* Required work:
An exact reproduction of each record is required.

* Point localization data:

Start of Block

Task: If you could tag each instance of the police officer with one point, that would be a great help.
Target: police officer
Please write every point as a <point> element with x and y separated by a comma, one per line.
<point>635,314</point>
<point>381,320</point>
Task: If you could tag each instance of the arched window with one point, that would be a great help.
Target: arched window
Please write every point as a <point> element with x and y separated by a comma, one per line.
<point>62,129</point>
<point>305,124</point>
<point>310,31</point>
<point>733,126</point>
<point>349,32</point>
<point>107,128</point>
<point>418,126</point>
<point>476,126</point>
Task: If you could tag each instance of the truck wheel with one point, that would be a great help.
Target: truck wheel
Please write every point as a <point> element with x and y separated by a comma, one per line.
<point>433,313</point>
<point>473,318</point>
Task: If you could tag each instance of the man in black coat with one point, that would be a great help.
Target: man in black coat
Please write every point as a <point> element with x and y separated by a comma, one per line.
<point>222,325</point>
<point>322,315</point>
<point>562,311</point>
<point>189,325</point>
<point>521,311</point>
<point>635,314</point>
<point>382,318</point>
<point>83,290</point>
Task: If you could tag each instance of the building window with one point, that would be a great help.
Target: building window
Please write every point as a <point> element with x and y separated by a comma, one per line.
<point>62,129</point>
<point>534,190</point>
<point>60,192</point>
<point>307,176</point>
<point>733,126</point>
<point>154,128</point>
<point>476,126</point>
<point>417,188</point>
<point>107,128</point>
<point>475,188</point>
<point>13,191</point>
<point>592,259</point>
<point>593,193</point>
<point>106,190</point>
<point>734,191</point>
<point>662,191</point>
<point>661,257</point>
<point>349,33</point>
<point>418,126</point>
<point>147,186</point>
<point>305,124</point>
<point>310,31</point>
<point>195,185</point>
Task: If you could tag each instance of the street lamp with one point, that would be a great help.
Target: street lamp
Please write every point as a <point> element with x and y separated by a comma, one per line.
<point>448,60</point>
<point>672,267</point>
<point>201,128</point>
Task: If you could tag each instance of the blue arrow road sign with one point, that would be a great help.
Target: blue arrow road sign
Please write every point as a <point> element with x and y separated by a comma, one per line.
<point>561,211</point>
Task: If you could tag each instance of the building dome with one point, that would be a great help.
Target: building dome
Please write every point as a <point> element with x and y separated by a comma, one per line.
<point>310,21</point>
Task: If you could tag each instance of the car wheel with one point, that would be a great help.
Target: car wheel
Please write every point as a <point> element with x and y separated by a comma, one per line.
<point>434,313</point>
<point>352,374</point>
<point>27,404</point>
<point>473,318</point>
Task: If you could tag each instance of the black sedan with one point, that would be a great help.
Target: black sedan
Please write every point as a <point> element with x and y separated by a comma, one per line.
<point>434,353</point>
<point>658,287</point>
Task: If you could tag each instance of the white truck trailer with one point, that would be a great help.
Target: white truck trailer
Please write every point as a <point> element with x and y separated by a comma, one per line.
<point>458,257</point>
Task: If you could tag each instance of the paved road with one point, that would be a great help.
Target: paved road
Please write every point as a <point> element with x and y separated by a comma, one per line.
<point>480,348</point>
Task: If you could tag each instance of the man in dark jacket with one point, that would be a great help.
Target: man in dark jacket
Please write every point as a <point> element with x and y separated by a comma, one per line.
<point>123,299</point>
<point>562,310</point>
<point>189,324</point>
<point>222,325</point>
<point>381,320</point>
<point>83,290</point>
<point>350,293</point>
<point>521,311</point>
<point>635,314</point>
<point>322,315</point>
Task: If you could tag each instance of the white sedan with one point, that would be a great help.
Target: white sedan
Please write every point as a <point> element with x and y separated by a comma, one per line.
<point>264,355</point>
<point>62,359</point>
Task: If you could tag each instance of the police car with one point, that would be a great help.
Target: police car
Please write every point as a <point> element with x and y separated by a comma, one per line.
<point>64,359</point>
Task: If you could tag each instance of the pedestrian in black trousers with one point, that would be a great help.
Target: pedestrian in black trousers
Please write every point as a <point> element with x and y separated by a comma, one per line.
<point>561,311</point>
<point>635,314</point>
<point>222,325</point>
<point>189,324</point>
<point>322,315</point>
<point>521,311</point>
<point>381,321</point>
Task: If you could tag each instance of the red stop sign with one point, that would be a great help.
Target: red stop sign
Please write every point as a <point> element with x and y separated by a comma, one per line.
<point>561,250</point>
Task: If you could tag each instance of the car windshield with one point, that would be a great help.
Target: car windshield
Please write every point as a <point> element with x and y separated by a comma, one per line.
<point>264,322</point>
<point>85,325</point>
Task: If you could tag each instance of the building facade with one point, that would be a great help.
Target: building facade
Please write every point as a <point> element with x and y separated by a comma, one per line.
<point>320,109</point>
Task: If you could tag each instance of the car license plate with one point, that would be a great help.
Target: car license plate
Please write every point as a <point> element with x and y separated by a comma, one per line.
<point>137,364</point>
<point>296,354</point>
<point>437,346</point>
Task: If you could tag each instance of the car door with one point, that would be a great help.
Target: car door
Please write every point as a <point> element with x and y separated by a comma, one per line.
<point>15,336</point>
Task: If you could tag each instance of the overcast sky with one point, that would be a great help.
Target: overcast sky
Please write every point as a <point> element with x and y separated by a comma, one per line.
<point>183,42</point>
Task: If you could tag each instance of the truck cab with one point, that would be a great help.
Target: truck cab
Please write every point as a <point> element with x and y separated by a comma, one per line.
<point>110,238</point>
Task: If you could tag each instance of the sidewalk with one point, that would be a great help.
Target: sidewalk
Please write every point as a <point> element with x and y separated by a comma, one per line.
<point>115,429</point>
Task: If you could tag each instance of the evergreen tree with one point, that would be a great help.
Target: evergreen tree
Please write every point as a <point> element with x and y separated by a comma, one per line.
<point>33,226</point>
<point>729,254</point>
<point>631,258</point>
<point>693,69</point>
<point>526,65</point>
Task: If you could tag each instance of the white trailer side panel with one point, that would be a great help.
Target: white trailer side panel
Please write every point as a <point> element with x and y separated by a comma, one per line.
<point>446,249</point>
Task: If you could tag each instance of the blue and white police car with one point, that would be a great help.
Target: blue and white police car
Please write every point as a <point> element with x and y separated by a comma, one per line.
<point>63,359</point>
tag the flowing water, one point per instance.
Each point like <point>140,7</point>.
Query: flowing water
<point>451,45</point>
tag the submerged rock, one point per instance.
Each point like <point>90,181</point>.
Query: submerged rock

End of Block

* Response area:
Task: If you could tag each instance of the police officer with one point, that would be a great help.
Target: police officer
Please write every point as a <point> element with x and y separated by a comma, one per line.
<point>635,314</point>
<point>381,320</point>
Task: If you could tag each instance of the arched window with one point, that would be a great help.
Target: arched window
Please write every point as a <point> element with x and y separated by a comma, one per line.
<point>62,129</point>
<point>305,124</point>
<point>310,31</point>
<point>733,126</point>
<point>349,32</point>
<point>107,128</point>
<point>418,126</point>
<point>476,126</point>
Task: If you could tag each instance of the truck wheel with one point, that would be a great help.
Target: truck wheel
Please write every point as a <point> element with x and y separated by a comma, one per line.
<point>433,313</point>
<point>473,318</point>
Task: If you could tag each instance of the man in black coat with one point, that would be a great help.
Target: man in black coat
Please write every point as a <point> element with x and y separated by a comma, one per line.
<point>222,325</point>
<point>322,315</point>
<point>562,311</point>
<point>189,325</point>
<point>521,311</point>
<point>635,314</point>
<point>382,318</point>
<point>83,290</point>
Task: If you could tag each instance of the building window with one point, that would be a great help.
Target: building window
Please write every point as a <point> element with x and y separated by a comma, one per line.
<point>62,129</point>
<point>534,190</point>
<point>60,192</point>
<point>307,176</point>
<point>733,126</point>
<point>154,128</point>
<point>476,126</point>
<point>417,188</point>
<point>107,128</point>
<point>475,188</point>
<point>13,191</point>
<point>592,259</point>
<point>593,193</point>
<point>106,190</point>
<point>734,191</point>
<point>662,191</point>
<point>661,257</point>
<point>349,33</point>
<point>418,126</point>
<point>147,186</point>
<point>305,124</point>
<point>310,31</point>
<point>195,185</point>
Task: If you could tag each instance of the street lamp with one point, that would be a great help.
Target: street lamp
Please write every point as a <point> element with x and y separated by a comma, one per line.
<point>448,60</point>
<point>672,267</point>
<point>201,128</point>
Task: If you could tag each instance of the blue arrow road sign with one point, that would be a great help.
Target: blue arrow road sign
Please write every point as a <point> element with x and y separated by a comma, one per line.
<point>561,211</point>
Task: If you could tag each instance of the building dome with one point, that would be a great help.
Target: building dome
Please write every point as a <point> element with x and y separated by a comma, one per line.
<point>310,21</point>
Task: If you could tag each instance of the car wheel with one point, that would be a great help.
Target: car wheel
Please write every point as a <point> element with x and y separated by a comma, one per line.
<point>434,313</point>
<point>352,374</point>
<point>27,404</point>
<point>473,318</point>
Task: If you could tag each instance of the black sedan with one point, that would be a great help.
Target: black sedan
Please write every point as a <point> element with x and y separated by a comma, one per line.
<point>434,353</point>
<point>658,287</point>
Task: If you could tag each instance of the white truck trailer with one point, that would be a great help.
Target: white truck trailer
Please write every point as a <point> element with x and y separated by a comma, one per line.
<point>458,257</point>
Task: If you could tag each instance of the paved road with one point, that would be a great help.
Target: paved road
Please write every point as a <point> element with x and y separated by a comma, one per line.
<point>480,348</point>
Task: If you could tag each instance of the man in dark jacket with one point, that would be a great help.
Target: man in dark jacket
Please write every point as a <point> element with x and y separated by a comma, one per line.
<point>123,299</point>
<point>562,310</point>
<point>189,324</point>
<point>222,325</point>
<point>381,320</point>
<point>83,290</point>
<point>350,293</point>
<point>521,311</point>
<point>635,314</point>
<point>322,315</point>
Task: If you could tag each instance of the white sedan with one point, that would be a great help.
Target: white sedan
Please write every point as a <point> element with x and y separated by a comma, one per line.
<point>264,355</point>
<point>62,359</point>
Task: If you could tag each instance of the police car with one point, that would be a great help.
Target: police car
Please write every point as a <point> element with x and y separated by a comma, one per line.
<point>64,359</point>
Task: If you could tag each instance of the pedestrian in black trousers with one point, that would be a great help.
Target: pedestrian in black trousers
Please write every point as a <point> element with x and y separated by a comma, one per line.
<point>561,311</point>
<point>635,314</point>
<point>222,325</point>
<point>189,324</point>
<point>322,315</point>
<point>521,311</point>
<point>381,321</point>
Task: If you could tag each instance of the red stop sign with one point, that would be a great help.
Target: red stop sign
Please write every point as a <point> element with x and y separated by a comma, one per line.
<point>561,250</point>
Task: If you could tag each instance of the car windshield with one point, that would be a great help.
Target: car windshield
Please write every point as a <point> element with x and y separated by a comma, one per line.
<point>264,322</point>
<point>85,325</point>
Task: If you could tag each instance of the building facade with one point, that would be a great help.
Target: building facade
Please write every point as a <point> element with x and y separated by a comma, one per line.
<point>320,109</point>
Task: If you could tag each instance of the car license plate with one point, that would be a great help.
Target: car license plate
Please write every point as a <point> element with x and y separated by a comma, one per line.
<point>137,364</point>
<point>296,354</point>
<point>437,346</point>
Task: If you could tag each instance of the car door with one point, that would be a great help.
Target: car door
Please write every point as a <point> element with x and y separated by a comma, one per line.
<point>15,336</point>
Task: If you could tag each instance of the overcast sky with one point, that would be a great help.
Target: overcast sky
Please write every point as a <point> element with x and y separated by a comma, one per line.
<point>183,42</point>
Task: If you could tag each instance of the truck cab with one point, that would be a great help.
Target: truck cab
Please write every point as a <point> element with x and y separated by a comma, one per line.
<point>110,238</point>
Task: If you could tag each instance of the sidewalk with one point, that would be a great help.
Target: sidewalk
Please write every point as a <point> element with x and y separated by a comma, one per line.
<point>115,429</point>
Task: If you could tag each instance of the evergreen tree with one point, that would be a great help.
Target: evergreen tree
Please write every point as a <point> element with x and y separated by a comma, one per line.
<point>33,226</point>
<point>729,254</point>
<point>631,258</point>
<point>693,69</point>
<point>526,65</point>
Task: If you could tag each instance of the white trailer side panel with one point, that would be a great help.
Target: white trailer side panel
Please write every point as a <point> element with x and y separated by a comma, one per line.
<point>446,249</point>
Task: If you could tag each instance of the blue and white police car with one point, that would be a great help.
Target: blue and white police car
Please write every point as a <point> element with x and y separated by a comma, one per line.
<point>63,359</point>
tag the flowing water, one point per instance.
Each point like <point>140,7</point>.
Query: flowing water
<point>451,45</point>
tag the submerged rock, one point per instance.
Each point like <point>90,181</point>.
Query: submerged rock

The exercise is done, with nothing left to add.